Ça fait quelque chose de remettre une disquette dans le lecteur de son vieil Atari STE après tant d’années. D’entendre ce bon vieux ronronnement lorsqu’il lit cette même disquette et que le jeu se lance à l’écran. Les souvenirs resurgissent alors. Avec Heimdall, c’est un retour de plus de vingt ans en arrière ! Et dans mes souvenirs, Heimdall était un jeu qui en jette mais qui était aussi très difficile. Replongeons-nous dans ce titre avec un nouveau regard.
Interville me voilà
Encore une journée comme les autres au royaume des dieux nordiques après quelques pintes de bières et ce qu’il faut de danse sur la table. On retrouve donc nos dieux attablés et endormis. Mais peut-on parler d’une journée vraiment comme les autres ? Non car pour une fois, ils ne sont pas ivres morts suite à une beuverie monumentale mais bien endormis par un puissant sortilège du malicieux Loki. Dans l’ombre (et sous couvert du ronflement bruyant des dieux), ce dernier s’empare des armes divines de nos infortunés soûlards : le marteau de Thor, la lance de Frey et l'épée d'Odin puis les cache de par le monde.
Les dieux, ne pouvant se rendre eux-mêmes à Midgard pour récupérer les armes, envoient un émissaire pour faire le travail afin de les sortir de cette crise majeure. Vous vous retrouvez donc avec le lourd devoir de mettre la main sur les armes divines et ainsi sauver les neuf mondes d’une destruction imminente. Mais pauvre mortel que vous êtes, il est inconcevable que vous y parveniez seul alors votre première tâche consistera à vous choisir des compagnons de route.
______
[EXERCICES]:
• 1. Recopiez le passage du texte sur Heimdall compris entre « Interville me voilà » et « par le monde. », bornes incluses.
• 2. Dans le texte sur Heimdall, quelles armes divines Loki dérobe-t-il ? Indiquez aussi le dieu à qui chacune appartient.
Les enregistrements n'ont aucun lien avec le texte.

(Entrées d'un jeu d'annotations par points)
______
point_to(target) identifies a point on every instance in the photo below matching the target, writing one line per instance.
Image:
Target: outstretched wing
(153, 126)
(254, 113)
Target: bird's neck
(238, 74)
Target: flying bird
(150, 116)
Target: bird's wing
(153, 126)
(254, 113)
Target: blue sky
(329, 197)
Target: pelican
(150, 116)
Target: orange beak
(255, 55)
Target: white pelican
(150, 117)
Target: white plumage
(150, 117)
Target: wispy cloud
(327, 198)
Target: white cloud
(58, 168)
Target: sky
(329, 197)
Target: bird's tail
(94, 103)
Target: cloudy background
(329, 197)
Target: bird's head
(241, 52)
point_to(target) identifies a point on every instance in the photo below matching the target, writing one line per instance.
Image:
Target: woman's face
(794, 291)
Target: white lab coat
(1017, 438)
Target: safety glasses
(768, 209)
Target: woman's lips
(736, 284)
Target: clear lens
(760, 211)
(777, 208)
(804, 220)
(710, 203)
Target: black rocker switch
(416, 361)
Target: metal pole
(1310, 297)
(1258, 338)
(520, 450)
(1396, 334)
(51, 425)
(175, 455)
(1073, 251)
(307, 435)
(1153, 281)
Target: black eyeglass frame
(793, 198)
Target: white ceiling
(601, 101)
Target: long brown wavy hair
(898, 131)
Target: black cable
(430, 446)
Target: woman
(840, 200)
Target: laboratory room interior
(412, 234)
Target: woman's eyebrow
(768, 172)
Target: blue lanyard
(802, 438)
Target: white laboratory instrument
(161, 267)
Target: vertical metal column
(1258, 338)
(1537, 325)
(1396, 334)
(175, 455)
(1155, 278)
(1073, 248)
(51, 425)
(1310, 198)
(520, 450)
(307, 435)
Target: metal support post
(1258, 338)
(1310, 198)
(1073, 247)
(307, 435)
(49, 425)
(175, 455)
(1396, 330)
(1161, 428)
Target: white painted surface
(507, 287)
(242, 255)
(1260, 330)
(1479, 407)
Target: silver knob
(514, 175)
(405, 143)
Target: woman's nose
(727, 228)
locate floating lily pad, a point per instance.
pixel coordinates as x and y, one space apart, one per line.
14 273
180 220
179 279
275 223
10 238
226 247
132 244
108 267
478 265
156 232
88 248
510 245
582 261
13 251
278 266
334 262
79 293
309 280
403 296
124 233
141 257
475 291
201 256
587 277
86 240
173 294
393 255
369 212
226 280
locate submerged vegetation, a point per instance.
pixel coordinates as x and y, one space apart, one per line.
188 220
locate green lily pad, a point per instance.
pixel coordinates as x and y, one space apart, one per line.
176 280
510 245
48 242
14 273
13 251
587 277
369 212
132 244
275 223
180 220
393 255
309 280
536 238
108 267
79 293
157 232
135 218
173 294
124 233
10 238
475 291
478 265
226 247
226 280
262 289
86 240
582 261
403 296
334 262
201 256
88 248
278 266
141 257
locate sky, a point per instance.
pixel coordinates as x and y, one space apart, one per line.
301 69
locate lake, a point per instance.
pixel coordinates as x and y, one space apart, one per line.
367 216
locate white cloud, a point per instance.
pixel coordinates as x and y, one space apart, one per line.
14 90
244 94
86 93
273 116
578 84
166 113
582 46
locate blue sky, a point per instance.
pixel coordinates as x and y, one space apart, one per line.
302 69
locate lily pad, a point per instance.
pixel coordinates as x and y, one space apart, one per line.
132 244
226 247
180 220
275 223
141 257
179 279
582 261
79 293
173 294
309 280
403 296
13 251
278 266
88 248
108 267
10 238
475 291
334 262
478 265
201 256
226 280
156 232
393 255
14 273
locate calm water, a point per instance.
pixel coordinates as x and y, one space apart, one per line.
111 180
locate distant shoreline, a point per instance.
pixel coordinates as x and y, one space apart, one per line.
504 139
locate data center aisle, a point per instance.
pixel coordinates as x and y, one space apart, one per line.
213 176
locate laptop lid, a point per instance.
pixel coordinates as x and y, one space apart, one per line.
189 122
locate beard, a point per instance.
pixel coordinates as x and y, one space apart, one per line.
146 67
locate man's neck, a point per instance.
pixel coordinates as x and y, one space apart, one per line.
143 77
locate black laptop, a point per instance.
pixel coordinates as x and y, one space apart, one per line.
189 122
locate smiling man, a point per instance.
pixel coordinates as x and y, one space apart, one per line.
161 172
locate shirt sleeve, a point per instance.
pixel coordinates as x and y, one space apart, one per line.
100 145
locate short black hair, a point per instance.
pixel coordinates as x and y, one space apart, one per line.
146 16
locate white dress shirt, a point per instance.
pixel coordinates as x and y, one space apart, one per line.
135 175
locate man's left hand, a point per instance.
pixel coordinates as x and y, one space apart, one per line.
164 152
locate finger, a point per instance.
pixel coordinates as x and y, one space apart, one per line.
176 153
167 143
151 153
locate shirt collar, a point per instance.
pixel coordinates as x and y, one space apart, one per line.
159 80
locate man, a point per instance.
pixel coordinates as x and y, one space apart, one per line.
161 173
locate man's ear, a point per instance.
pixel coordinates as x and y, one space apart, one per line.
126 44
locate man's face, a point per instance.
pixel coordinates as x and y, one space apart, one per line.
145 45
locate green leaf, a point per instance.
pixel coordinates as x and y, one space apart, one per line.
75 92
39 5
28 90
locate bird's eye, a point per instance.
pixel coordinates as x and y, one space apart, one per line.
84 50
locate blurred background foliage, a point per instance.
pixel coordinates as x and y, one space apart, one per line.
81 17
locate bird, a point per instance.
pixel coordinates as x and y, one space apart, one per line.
______
[RÉPONSES]:
• 1.
Interville me voilà
Encore une journée comme les autres au royaume des dieux nordiques après quelques pintes de bières et ce qu’il faut de danse sur la table. On retrouve donc nos dieux attablés et endormis. Mais peut-on parler d’une journée vraiment comme les autres ? Non car pour une fois, ils ne sont pas ivres morts suite à une beuverie monumentale mais bien endormis par un puissant sortilège du malicieux Loki. Dans l’ombre (et sous couvert du ronflement bruyant des dieux), ce dernier s’empare des armes divines de nos infortunés soûlards : le marteau de Thor, la lance de Frey et l'épée d'Odin puis les cache de par le monde.

• 2. Le marteau de Thor, la lance de Frey et l'épée d'Odin.